Records for this task.
- - -
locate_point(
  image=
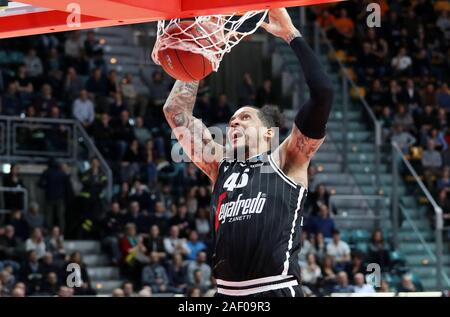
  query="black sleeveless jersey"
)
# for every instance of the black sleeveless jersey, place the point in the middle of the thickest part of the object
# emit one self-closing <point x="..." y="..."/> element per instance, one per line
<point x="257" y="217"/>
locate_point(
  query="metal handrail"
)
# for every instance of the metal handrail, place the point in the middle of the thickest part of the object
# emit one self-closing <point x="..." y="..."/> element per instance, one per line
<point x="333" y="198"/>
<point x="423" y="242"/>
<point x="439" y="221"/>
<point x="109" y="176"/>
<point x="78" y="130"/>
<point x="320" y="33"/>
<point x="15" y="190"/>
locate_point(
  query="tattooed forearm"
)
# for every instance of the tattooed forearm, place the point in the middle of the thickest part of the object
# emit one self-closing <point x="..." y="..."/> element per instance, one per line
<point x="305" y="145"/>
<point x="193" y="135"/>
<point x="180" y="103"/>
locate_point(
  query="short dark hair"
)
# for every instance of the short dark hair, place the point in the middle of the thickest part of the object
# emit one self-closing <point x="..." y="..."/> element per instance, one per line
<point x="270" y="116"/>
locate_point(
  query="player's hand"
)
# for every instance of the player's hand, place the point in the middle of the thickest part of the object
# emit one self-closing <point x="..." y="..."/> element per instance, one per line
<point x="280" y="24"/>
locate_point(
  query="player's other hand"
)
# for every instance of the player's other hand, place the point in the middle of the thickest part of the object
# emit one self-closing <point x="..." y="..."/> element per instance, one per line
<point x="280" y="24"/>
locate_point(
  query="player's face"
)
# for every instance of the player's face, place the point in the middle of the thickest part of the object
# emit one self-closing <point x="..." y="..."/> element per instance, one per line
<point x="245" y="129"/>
- - -
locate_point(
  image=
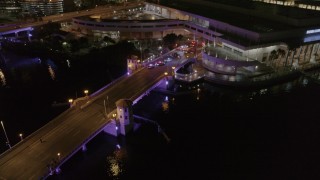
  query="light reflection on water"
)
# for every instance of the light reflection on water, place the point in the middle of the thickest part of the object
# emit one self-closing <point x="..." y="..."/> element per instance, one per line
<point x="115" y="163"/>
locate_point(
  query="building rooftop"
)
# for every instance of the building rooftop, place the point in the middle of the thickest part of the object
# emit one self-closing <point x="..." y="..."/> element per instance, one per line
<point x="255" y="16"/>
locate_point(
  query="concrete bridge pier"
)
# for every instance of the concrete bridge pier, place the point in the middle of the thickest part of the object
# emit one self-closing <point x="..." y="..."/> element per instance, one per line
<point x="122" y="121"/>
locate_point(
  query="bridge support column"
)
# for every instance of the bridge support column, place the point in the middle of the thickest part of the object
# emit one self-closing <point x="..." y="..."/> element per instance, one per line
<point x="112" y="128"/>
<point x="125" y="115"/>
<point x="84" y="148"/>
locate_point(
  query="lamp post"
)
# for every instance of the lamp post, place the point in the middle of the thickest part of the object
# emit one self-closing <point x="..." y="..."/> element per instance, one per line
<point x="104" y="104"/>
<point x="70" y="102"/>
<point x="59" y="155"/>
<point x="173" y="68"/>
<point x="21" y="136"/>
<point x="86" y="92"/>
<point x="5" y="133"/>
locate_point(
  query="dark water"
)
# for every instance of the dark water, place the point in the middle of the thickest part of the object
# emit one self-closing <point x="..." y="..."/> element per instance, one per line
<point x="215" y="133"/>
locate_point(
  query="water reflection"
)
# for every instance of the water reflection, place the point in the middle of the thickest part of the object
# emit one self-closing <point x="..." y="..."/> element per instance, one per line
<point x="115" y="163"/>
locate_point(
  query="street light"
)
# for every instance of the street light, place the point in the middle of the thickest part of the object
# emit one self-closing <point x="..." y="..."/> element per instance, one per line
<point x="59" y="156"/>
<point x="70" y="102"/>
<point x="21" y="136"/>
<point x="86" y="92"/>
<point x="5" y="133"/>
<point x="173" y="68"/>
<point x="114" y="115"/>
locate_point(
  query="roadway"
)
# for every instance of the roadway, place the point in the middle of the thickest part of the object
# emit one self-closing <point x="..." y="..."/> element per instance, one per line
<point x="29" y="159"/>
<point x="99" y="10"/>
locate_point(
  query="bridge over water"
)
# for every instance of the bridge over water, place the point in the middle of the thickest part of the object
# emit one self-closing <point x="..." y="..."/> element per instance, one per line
- - -
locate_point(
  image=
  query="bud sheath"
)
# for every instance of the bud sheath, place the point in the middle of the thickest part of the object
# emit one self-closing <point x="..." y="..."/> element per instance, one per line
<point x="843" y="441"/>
- - -
Pick out every line in the records above that contains the word "black", treating uppercase and lowercase letters as different.

Answer to the task.
  query="black sleeveless jersey"
# for every instance of the black sleeveless jersey, place the point in the middle of the thickest part of the object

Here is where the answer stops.